**TEXT PASSAGE**
§ §

Skip to main content

Create ABAP card from eBird data

Project description

PyPI version GitHub stars

eBird to ABAP

View on GitHub

The aims of this python package is to produce a dataset of ABAP full protocol card equivalent from the eBird EBD dataset.

The overview process is to find and combine eBird checklists that satisfy the full protocol requirements: same observers, within a pentad, at least 2hr of reporting all species spread over 5 days.

This process does not address "ad hoc" data (e.g., incomplete data in eBird).

Getting started

Install the package from Github

pip install eBird2ABAP

Download EBD:

wget https://ebird.org/data/download?p=prepackaged/ebd_AFR_relJul-2024.tar

Run the function

from eBird2ABAP import *
ebird2abap("data/eBird/ebd_AFR_relJul-2024/ebd_AFR_relJul-2024.txt.gz")

Process

  1. Construct the list of valid cards
    1. Group raw EBD data to checklist level information (merge shared checklist)
    2. Filter checklists which could make a valid card
      1. Keep only complete checklists
      2. Keep only checklists with Historical, Stationary, Traveling, Incidental protocol
      3. Keep only checklists within the pentad, that is,
        1. Exclude checklists with historical protocol that don't have a distance.
        2. Exclude checklists with distance greater than the distance from center of checklist to closest pentad limit (accept some overlap with a correction factor).
      4. Keep only checklists with duration greated than 0.
    3. Group checklists by date (named checkday later on)
    4. Group checklists into pentad_observer group so that we only have to loop through the date to find valid card
    5. Preliminary filter to eliminate all pentad_observer for which the sum over the entire period does not lead to 2h
    6. For each remaining pentad_observer, apply the function checkday_pentad_observer(), which,
      1. Compute the temporal distance between all checkday and check if they are within 5 days.

§ §

**PROVIDED DATA**

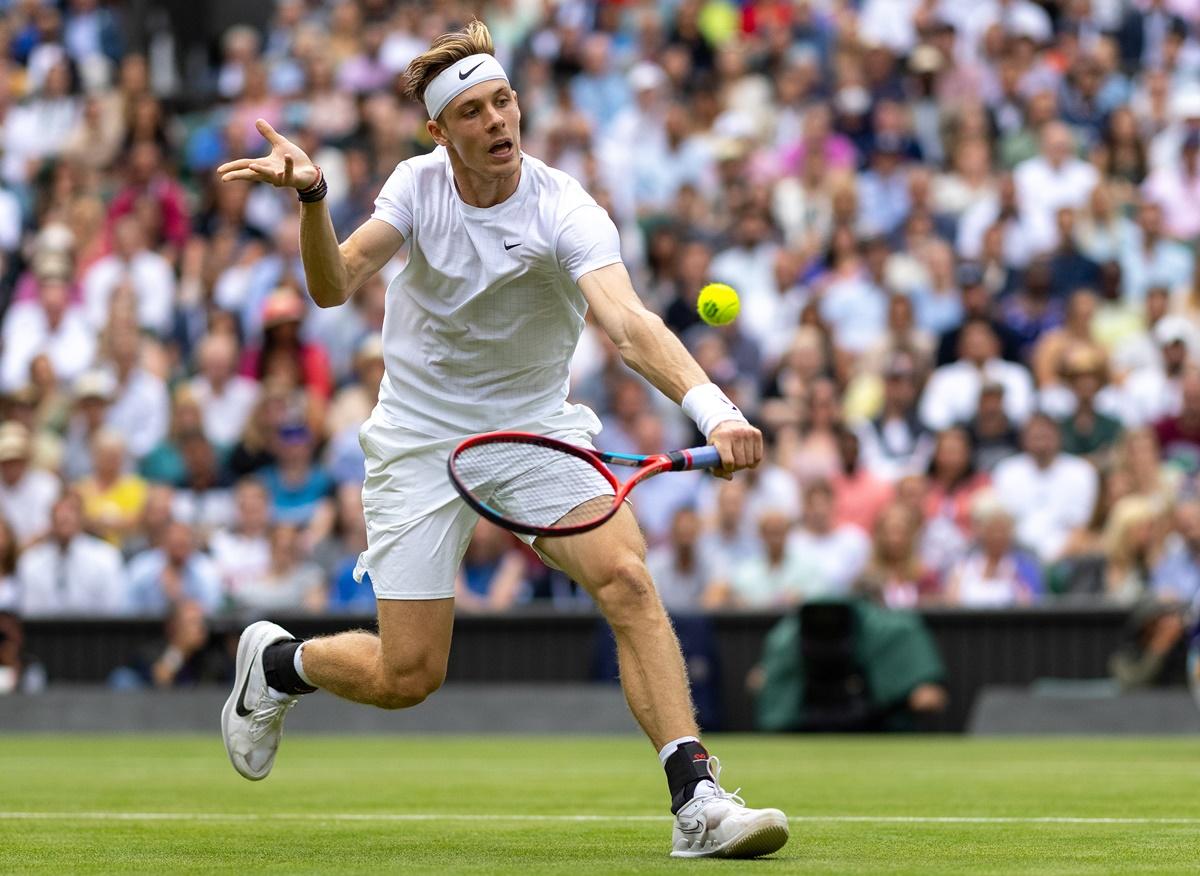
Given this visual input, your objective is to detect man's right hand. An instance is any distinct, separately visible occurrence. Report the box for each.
[217,119,317,191]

§ §

**GIVEN INSTRUCTION 1**
Rewrite the part of the eBird to ABAP page that opens with the words "from eBird2ABAP import" and closes with "a correction factor).", putting "grid square" in place of "pentad".
**GIVEN INSTRUCTION 2**
Extend the eBird to ABAP page, picking up right after its last line.

**EXPECTED OUTPUT 1**
from eBird2ABAP import *
ebird2abap("data/eBird/ebd_AFR_relJul-2024/ebd_AFR_relJul-2024.txt.gz")

Process

  1. Construct the list of valid cards
    1. Group raw EBD data to checklist level information (merge shared checklist)
    2. Filter checklists which could make a valid card
      1. Keep only complete checklists
      2. Keep only checklists with Historical, Stationary, Traveling, Incidental protocol
      3. Keep only checklists within the grid square, that is,
        1. Exclude checklists with historical protocol that don't have a distance.
        2. Exclude checklists with distance greater than the distance from center of checklist to closest grid square limit (accept some overlap with a correction factor).

**EXPECTED OUTPUT 2**
      2. Loop through all checkday,
        1. Compute the total duration of all checkdays within temporal distance
          1. If valid, create the card_id and apply it to all checkday. Iterate to the first next checkday that was not within temporal distance
          2. If invalid, iterate to the next checkday
  2. Create the card data
    1. For each valid card, aggregate all checklists which are (1) within pentad, (2) same observer and (3) day within the 5 day period. This include more checklists than used to construct the list of valid cards
  3. Add species level information to cards
    1. Add sequence information based on first occurance on checklist.
  4. Export in JSON

Matching entry

Card level

Example eBird EBD Comments
Protocol "F" "F" Only full card are considered in this conversion process
ObserverEmail "ipanshak@gmail.com" "kenyabirdmap@naturekenya.org" Using KBM email adress for now
CardNo "0910c0725_050642_20230815" Pentad_ObserverNo_StartDate build from Prend, ObserverNo and start date.
StartDate "2023-08-14" min(OBSERVATIONDATE)
EndDate "2023-08-17" max(OBSERVATIONDATE)
StartTime "06:43" min(OBSERVATIONDATETIME)
Pentad "0910c0725" card_pentad
ObserverNo "050642" "22829" eBird account number is 22829 on ABAP.
TotalHours "1:57" sum(DURATIONMINUTES) sum of the durations of all checklists
Hour1 14 "" We don't record sequence in eBird
Hour2 23 ""
Hour3 0 ""
Hour4 0 ""
Hour5 0 ""
Hour6 0 ""
Hour7 0 ""
Hour8 0 ""
Hour9 0 ""
Hour10 0 ""
TotalSpp 23 length(sp_list)
InclNight "0" "0" This conversion tool does not adress the issue of nocturnal
AllHabitats "0" "0" This conversion tool does not quantify the use of all habitat.
Checklists List of checklists used
TotalDistance sum of distances of all checklists
ObserverNoEbird observer ID from eBird

Record level

Example eBird EBD Comments
Sequence 1 i Taxonomic order
Latitude 9.0910404 checklist_latitude Not recorded
Longitude 7.4309485 checklist_longitude Not recorded
Altitude 469.8 "" Not recorded
CardNo "0910c0725_050642_20230815" Pentad_ObserverNo_StartDate Same as the card to which the record belong to
Spp 314 ADU ADU number match based on https://github.com/A-Rocha-Kenya/Birds-of-Kenya
Accuracy 35.340999603271 "" Not recorded
SightingTime "2023-08-15T05:36:33.834Z" checklist_start Use the checklist of the first occurance

Sample ouput

[
   {
      "Protocol":"F",
      "ObserverEmail":"kenyabirdmap@naturekenya.org",
      "CardNo":"0500b0220_r1034990_20180213",
      "StartDate":"2018-02-13",
      "EndDate":"2018-02-15",
      "StartTime":"15:08",
      "Pentad":"0500b0220",
      "ObserverNo":"22829",
      "TotalHours":2.0,
      "Hour1":"",
      "Hour2":"",
      "Hour3":"",
      "Hour4":"",
      "Hour5":"",
      "Hour6":"",
      "Hour7":"",
      "Hour8":"",
      "Hour9":"",
      "Hour10":"",
      "TotalSpp":38,
      "InclNight":"0",
      "AllHabitats":"0",
      "Checklists":[
         "S43361123",
         "S43361118"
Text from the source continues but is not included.